#### INPUT DATA

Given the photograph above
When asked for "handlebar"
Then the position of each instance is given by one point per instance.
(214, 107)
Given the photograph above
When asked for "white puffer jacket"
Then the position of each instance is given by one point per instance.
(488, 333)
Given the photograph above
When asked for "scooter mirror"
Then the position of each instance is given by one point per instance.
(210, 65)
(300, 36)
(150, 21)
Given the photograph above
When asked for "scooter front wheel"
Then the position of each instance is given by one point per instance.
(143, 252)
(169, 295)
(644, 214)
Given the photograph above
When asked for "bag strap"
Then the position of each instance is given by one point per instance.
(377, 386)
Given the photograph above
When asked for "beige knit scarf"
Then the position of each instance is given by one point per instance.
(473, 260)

########

[WHAT IS REQUIRED] In full and without error, repeat the material above.

[RESPONSE FOR THIS EXERCISE]
Given the photograph above
When asked for "handlebar"
Then the position of each instance is given by one point per instance.
(214, 107)
Given the photograph above
When asked for "white puffer jacket"
Then the position of each instance is given by one point per instance.
(488, 333)
Given the photograph above
When asked for "scooter mirror"
Then the position of each instance is given by one point per instance.
(210, 65)
(300, 36)
(150, 21)
Given the photograph above
When asked for "scooter front wheel"
Then the position of each instance is given by one point per instance.
(143, 252)
(169, 295)
(644, 214)
Given the photograph above
When asked for "bag strap"
Then the position of each instance is given by one point per instance.
(377, 386)
Given the photograph above
When asked for "beige knit scarf"
Then the position of each instance is given by one point per instance.
(473, 260)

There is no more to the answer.